WHAT IS ASKED:
In the data below, rewrite the part that opens with the line containing "leg and produce bounding box coordinates for each." and closes with the line containing "[35,279,258,527]", putting "stone" wherever "rock" appears and keeping every other word the same.

Stored records
•••

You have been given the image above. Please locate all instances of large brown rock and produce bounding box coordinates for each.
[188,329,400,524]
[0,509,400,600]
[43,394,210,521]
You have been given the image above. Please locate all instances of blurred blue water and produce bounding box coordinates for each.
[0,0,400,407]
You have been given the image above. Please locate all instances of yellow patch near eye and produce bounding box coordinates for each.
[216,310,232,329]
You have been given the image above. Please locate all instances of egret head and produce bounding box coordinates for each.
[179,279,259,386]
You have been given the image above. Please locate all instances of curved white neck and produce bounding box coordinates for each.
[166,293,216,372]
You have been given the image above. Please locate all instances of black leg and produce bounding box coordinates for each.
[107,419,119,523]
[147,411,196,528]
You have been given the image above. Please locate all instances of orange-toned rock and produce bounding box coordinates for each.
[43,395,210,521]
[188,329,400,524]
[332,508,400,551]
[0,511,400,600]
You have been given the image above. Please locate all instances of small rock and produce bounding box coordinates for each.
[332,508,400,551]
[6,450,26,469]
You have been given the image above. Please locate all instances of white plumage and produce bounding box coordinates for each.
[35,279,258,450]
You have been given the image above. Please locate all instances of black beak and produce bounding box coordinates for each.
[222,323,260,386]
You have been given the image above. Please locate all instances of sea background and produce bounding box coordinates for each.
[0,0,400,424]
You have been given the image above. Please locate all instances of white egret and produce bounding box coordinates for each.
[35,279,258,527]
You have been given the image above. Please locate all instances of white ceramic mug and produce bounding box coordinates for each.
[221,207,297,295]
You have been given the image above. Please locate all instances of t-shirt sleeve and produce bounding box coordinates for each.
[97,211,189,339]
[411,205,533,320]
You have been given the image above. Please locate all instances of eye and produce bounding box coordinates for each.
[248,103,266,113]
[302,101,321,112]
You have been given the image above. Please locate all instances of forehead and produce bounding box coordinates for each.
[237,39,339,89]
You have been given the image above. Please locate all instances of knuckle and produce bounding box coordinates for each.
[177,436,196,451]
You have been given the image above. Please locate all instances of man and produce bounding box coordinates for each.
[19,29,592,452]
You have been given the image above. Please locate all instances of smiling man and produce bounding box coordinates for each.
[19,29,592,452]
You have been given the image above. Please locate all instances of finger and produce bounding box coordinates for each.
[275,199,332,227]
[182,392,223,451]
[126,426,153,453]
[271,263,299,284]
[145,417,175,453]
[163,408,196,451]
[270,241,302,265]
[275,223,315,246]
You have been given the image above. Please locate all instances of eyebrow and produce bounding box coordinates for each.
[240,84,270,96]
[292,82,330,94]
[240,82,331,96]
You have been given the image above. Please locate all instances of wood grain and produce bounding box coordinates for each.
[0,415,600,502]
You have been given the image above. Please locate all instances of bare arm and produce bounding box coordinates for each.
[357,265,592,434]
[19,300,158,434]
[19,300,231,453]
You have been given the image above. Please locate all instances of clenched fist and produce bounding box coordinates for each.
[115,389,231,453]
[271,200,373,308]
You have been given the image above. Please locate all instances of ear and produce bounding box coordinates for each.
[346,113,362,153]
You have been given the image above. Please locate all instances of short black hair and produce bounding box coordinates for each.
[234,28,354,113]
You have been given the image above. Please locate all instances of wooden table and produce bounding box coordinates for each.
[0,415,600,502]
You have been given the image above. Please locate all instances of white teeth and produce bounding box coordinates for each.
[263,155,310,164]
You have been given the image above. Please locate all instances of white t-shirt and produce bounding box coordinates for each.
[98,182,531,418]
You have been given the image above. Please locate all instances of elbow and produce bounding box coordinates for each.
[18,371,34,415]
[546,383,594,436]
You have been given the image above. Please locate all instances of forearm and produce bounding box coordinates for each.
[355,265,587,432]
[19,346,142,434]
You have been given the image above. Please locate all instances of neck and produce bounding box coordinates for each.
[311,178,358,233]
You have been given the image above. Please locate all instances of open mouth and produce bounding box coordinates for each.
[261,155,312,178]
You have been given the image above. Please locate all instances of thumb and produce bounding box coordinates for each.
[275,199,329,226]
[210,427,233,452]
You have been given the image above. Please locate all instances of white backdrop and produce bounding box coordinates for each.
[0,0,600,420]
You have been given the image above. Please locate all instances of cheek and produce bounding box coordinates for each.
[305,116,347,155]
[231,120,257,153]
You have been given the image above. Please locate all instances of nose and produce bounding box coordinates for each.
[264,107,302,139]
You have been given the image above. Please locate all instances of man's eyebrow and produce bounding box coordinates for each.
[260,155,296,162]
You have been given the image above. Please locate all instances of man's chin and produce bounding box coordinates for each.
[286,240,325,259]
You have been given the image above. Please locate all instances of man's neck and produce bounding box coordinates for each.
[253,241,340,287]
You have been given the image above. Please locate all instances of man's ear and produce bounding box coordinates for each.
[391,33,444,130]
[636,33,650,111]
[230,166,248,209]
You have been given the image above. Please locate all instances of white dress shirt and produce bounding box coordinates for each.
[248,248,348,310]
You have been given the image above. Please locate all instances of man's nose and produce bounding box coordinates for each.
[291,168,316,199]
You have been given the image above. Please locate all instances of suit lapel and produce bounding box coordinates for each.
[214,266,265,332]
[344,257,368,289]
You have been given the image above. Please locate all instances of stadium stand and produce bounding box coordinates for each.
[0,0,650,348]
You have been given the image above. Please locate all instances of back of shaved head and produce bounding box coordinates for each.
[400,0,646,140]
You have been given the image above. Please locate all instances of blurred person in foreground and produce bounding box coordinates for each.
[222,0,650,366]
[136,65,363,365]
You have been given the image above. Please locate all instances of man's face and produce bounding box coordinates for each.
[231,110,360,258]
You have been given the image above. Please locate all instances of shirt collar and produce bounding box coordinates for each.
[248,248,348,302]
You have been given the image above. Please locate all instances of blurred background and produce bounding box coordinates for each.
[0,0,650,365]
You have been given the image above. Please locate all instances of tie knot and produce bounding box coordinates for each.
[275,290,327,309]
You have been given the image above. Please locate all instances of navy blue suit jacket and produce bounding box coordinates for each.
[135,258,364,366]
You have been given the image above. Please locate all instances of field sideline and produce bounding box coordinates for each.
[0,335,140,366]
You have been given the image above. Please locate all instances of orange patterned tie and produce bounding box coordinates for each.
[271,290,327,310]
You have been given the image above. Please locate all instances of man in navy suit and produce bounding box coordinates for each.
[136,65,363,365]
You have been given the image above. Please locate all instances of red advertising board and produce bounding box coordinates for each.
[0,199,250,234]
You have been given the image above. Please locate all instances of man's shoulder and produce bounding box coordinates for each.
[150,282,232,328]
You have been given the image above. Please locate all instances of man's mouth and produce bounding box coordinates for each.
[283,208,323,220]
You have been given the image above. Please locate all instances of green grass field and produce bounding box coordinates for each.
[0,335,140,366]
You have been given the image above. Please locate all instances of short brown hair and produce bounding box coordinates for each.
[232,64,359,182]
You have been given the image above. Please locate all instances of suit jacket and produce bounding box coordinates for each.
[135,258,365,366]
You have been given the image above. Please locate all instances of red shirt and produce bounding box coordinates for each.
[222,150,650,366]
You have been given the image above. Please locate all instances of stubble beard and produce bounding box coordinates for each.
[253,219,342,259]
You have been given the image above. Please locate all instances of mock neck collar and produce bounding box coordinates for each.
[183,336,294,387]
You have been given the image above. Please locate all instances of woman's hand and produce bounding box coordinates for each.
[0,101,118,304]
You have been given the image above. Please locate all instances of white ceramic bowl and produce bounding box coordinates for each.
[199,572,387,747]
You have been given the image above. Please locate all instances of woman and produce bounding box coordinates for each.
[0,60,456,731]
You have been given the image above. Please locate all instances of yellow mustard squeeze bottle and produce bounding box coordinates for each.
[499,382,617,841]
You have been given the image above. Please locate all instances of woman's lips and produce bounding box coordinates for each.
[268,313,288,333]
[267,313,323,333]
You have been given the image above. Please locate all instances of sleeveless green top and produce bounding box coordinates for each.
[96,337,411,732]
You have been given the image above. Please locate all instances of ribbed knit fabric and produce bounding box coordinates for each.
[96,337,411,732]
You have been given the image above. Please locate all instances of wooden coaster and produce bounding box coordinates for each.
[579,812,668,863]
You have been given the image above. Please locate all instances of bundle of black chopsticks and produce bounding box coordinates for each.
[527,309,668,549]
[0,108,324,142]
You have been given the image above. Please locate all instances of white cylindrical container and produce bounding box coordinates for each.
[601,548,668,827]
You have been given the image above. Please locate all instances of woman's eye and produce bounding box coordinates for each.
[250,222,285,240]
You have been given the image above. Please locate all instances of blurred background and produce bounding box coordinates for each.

•••

RESULT FOR THIS TASK:
You have been given the image above. Please locate all instances of black leg and produce bounding box coordinates for each.
[107,419,119,523]
[147,411,196,528]
You have been given the image above. Please locate all instances of orange-toned stone and produce bounding box coordinates for each.
[43,395,210,521]
[188,329,400,524]
[332,508,400,551]
[0,511,400,600]
You have been given the image above. Please locate all instances of small stone and produce bounding box coordinates for each.
[332,508,400,551]
[6,450,26,469]
You have been given the image above. Please locate all instances of white plumage and produce bounding box coordinates for each.
[35,279,258,450]
You have been given the image above. Please locate all instances of black beak and produce bounding box coordinates for each.
[222,323,260,386]
You have been given the image above. Please locate all instances of sea background and produce bounding box coordinates for each.
[0,0,400,424]
You have been given the image above. Please locate all instances of white egret and produce bounding box coordinates for each.
[35,279,258,527]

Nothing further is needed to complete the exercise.